- Publisher:Phexcom
- Publication:2025/3/27
Jiangsu Hengrui Pharmaceuticals and its partner Elevar Therapeutics will have to wait even longer before their PD-1 inhibitor camrelizumab can enter the U.S. market.
The FDA has once again issued a complete response letter to Hengrui and Elevar’s applications for camrelizumab and the VEGFR inhibitor rivoceranib as a combination for the first-line treatment of liver cancer, Hengrui said in securities filing (PDF, Chinese) to Shanghai Stock Exchange.
The FDA first snubbed the combo in May 2024 due to deficiencies it identified during an inspection of a Hengrui manufacturing facility in China. The agency also cited an incomplete clinical trial site inspection as another reason for the prior rejection.
This time around, in the new CRL, the FDA again raised manufacturing issues that require responses from Hengrui, although the agency didn’t spell out specific reasons, Hengrui said in the filing.

• Extracted entries:
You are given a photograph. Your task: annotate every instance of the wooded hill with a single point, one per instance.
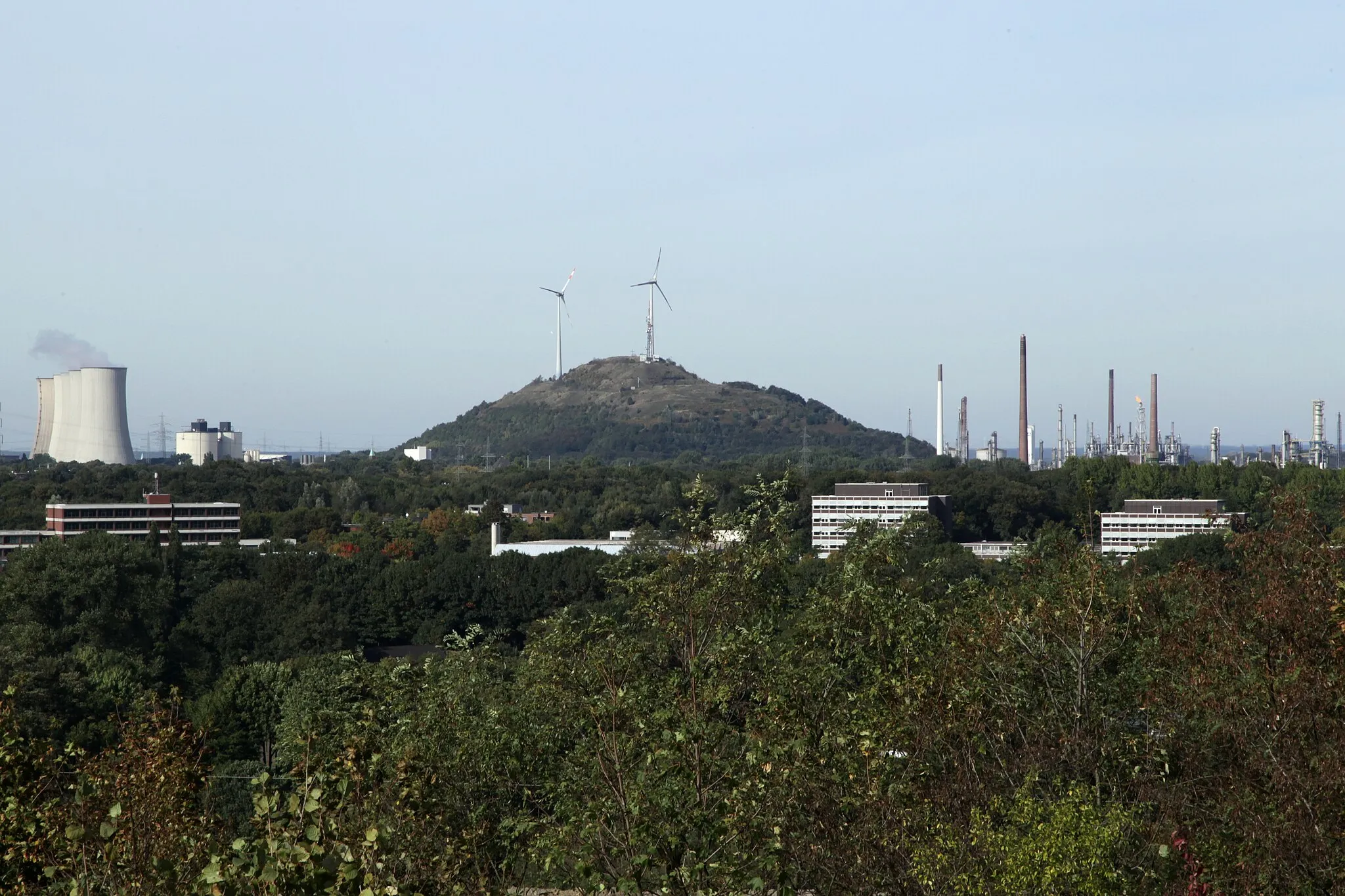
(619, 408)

...

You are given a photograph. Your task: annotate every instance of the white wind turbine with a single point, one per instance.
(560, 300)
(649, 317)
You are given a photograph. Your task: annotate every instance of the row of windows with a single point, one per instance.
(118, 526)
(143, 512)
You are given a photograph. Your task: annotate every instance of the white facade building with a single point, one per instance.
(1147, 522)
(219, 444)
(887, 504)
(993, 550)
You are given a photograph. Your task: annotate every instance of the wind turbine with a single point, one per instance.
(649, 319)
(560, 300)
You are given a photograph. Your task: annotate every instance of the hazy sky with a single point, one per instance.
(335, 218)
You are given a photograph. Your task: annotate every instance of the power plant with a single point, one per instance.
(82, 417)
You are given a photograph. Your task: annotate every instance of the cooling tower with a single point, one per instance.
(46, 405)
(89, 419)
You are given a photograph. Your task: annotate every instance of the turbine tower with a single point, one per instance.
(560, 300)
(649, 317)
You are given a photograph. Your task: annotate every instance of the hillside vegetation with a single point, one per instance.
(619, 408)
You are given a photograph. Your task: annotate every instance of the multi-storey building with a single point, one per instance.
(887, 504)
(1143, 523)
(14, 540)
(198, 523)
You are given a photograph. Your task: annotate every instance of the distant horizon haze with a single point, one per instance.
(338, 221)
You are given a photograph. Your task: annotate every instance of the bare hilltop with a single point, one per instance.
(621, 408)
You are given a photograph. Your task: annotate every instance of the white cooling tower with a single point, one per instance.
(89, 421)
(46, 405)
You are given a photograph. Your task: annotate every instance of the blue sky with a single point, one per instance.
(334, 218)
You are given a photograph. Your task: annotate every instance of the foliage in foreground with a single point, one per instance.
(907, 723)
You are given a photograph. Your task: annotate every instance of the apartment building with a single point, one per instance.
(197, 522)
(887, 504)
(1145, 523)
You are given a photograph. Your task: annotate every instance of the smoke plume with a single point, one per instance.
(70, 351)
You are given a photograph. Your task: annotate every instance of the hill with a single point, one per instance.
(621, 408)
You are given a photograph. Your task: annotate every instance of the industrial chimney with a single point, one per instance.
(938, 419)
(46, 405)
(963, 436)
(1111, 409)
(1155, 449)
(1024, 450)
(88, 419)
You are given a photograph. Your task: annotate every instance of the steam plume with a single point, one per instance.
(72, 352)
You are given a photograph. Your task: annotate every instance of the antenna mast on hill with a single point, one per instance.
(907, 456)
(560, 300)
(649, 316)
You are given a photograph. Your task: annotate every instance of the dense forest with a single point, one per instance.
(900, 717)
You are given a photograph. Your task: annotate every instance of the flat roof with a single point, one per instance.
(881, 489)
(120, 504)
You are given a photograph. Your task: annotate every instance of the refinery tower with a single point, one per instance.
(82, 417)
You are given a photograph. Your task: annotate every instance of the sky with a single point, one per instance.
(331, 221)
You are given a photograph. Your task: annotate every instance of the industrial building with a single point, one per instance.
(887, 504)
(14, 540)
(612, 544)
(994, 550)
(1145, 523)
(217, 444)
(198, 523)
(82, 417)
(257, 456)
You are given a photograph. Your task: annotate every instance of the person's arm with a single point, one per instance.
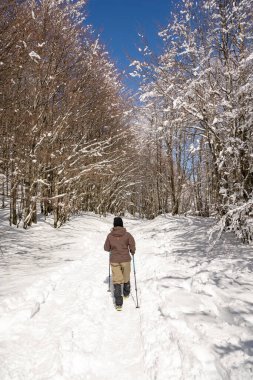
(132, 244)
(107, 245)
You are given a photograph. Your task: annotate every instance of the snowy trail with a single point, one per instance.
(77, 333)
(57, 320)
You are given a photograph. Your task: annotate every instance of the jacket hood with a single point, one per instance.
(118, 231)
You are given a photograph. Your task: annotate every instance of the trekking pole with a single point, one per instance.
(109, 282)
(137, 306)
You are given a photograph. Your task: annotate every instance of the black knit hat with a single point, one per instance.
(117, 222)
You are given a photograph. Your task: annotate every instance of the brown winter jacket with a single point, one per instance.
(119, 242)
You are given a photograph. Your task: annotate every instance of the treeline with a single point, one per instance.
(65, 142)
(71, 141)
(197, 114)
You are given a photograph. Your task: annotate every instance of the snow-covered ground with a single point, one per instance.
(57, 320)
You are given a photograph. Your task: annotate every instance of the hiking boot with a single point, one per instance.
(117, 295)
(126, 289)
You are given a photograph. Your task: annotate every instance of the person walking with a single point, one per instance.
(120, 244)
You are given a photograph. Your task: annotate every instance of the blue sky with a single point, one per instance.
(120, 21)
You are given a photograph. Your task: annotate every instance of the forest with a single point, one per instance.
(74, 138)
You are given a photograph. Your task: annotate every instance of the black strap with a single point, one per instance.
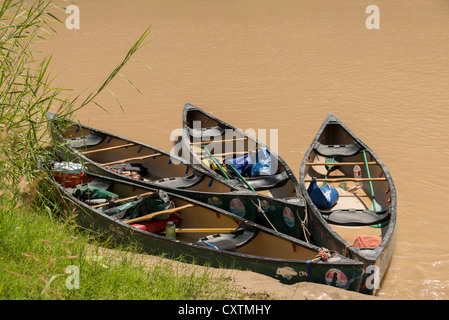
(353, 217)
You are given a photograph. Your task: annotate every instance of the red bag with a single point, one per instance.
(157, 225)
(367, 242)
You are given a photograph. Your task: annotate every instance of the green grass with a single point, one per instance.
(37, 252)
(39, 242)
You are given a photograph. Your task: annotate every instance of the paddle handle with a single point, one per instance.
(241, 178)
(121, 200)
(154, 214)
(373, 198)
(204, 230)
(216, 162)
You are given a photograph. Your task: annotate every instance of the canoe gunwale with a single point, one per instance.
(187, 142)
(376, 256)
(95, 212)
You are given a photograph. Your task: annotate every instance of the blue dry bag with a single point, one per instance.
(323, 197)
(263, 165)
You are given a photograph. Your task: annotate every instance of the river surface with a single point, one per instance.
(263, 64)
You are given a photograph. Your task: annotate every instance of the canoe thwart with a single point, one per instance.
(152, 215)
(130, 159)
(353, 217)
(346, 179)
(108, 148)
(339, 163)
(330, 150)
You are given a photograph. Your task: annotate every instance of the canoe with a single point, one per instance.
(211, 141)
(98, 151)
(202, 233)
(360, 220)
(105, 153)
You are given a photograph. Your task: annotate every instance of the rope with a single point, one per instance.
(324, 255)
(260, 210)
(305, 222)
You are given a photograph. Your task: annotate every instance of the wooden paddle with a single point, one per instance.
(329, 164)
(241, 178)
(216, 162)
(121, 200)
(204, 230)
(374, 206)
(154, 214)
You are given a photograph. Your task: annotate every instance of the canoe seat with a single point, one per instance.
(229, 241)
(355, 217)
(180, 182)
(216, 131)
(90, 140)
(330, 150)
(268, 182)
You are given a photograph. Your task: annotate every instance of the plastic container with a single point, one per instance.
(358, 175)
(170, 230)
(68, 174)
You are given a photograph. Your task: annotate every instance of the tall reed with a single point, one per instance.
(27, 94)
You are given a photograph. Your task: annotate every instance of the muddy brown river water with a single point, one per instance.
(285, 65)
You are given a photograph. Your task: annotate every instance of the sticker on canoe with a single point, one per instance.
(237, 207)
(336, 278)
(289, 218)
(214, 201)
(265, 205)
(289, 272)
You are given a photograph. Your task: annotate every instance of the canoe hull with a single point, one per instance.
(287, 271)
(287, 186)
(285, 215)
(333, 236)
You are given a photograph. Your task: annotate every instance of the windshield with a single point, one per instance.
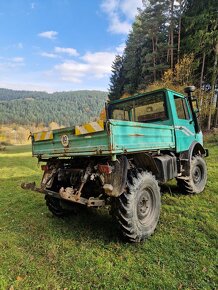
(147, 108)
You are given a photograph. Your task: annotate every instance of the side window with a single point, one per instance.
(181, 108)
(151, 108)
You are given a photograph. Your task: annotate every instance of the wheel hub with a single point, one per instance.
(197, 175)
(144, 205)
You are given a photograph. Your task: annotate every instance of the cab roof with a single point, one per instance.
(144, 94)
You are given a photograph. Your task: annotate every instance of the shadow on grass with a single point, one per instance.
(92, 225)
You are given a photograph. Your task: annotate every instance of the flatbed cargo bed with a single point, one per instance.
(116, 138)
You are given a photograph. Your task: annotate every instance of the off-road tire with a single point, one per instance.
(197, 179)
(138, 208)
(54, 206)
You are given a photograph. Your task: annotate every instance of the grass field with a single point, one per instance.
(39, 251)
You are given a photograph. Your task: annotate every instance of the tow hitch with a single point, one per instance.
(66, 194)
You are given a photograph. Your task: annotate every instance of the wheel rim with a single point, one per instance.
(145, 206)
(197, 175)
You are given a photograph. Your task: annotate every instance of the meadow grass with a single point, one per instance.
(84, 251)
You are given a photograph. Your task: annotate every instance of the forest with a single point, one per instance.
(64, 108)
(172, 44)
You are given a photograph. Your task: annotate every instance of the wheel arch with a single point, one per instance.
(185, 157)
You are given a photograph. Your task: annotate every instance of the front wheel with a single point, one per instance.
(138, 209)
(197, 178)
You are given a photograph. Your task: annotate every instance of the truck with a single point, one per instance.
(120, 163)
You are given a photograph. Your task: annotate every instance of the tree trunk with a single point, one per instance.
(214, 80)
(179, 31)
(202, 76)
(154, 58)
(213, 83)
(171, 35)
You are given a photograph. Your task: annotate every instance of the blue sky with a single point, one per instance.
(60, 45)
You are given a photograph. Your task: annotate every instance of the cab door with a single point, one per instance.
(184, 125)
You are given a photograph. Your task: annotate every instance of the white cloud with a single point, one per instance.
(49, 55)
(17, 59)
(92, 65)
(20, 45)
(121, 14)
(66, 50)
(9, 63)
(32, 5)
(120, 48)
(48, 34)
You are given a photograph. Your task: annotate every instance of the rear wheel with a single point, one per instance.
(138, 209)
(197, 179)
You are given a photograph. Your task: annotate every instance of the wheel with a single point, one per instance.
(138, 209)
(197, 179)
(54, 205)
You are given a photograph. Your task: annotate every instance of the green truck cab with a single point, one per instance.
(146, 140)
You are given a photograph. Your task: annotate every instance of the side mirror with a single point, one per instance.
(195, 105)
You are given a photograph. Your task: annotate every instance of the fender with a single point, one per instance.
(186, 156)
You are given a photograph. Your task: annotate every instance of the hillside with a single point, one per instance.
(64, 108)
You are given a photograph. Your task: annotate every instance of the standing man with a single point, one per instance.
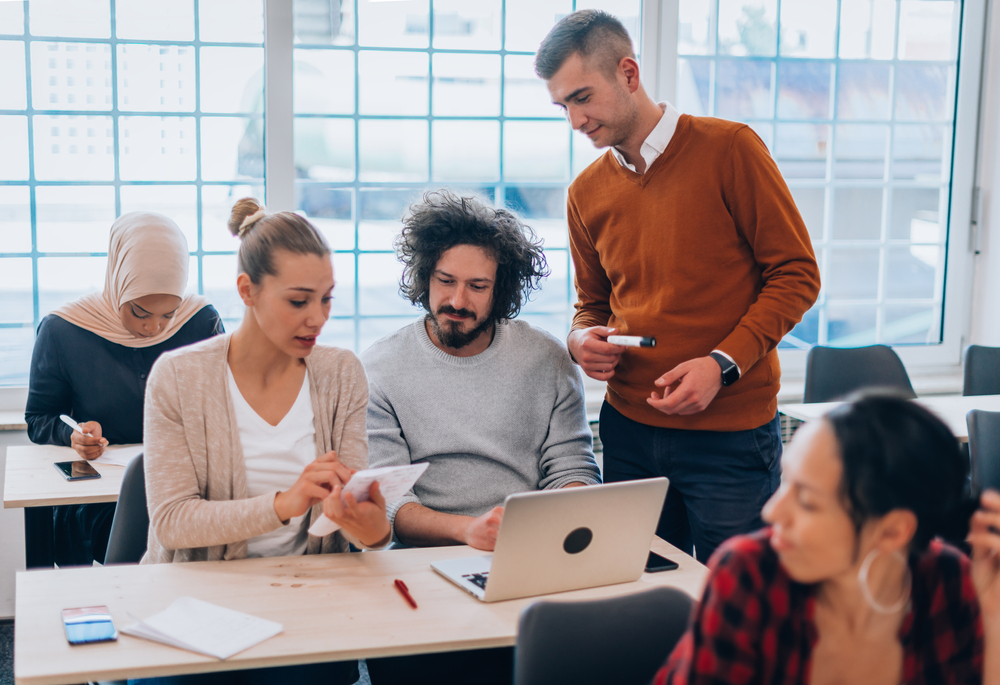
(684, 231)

==

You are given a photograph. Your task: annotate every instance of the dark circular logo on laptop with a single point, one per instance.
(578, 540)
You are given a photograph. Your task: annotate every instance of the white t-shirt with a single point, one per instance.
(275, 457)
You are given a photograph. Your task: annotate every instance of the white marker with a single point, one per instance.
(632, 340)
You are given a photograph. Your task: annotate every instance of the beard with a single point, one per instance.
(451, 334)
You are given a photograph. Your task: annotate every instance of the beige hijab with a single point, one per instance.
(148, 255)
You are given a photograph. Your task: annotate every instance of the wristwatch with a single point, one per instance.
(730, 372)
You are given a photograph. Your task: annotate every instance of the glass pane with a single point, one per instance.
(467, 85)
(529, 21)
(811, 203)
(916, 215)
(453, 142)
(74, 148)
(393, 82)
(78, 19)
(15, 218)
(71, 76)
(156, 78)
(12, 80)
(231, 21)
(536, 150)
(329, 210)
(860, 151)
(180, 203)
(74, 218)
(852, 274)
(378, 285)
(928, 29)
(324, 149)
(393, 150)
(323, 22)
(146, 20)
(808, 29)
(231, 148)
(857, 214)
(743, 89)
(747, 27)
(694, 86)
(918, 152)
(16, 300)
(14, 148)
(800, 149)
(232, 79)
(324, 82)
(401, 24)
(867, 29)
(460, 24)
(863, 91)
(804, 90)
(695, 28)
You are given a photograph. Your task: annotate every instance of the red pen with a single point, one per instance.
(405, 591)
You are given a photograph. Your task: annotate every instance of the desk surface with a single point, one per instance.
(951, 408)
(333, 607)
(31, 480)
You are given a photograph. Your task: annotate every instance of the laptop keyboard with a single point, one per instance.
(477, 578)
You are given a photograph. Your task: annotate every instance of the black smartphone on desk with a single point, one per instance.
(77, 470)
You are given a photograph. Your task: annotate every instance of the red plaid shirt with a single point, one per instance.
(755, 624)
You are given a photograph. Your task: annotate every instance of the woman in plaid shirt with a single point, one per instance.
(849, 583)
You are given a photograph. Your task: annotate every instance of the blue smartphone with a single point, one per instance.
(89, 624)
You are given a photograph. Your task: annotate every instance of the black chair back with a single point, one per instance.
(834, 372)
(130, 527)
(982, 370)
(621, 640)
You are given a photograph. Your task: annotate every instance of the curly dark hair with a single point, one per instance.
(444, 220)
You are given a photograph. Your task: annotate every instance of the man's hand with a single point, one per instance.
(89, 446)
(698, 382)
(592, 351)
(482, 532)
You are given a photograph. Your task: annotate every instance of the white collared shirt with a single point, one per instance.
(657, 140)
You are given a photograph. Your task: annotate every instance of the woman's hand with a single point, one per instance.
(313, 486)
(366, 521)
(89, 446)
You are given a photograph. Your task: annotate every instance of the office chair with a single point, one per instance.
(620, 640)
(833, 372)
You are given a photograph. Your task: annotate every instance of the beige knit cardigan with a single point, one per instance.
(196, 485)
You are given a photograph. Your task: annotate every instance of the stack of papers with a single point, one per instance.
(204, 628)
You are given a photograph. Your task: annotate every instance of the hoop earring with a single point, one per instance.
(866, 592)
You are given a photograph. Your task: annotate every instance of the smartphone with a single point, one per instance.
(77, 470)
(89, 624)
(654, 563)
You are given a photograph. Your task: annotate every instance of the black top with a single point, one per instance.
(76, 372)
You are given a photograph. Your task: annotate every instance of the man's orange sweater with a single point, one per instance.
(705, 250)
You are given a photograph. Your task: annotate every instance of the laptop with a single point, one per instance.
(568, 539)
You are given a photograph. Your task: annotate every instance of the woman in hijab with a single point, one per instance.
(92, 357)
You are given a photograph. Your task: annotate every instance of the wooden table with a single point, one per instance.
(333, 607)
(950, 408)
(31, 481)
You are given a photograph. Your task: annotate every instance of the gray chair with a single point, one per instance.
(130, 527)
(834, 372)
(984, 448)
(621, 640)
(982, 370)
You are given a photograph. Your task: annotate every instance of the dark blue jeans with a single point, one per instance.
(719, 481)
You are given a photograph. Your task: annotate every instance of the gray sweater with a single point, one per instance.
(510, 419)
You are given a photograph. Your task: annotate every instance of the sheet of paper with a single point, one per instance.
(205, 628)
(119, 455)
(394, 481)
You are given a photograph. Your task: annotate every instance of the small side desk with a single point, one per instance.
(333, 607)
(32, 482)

• Instructions for the task: Reproduce the camrelizumab news article above word for word, from "The FDA has" to "Shanghai Stock Exchange.".

• Reply to the task:
The FDA has once again issued a complete response letter to Hengrui and Elevar’s applications for camrelizumab and the VEGFR inhibitor rivoceranib as a combination for the first-line treatment of liver cancer, Hengrui said in securities filing (PDF, Chinese) to Shanghai Stock Exchange.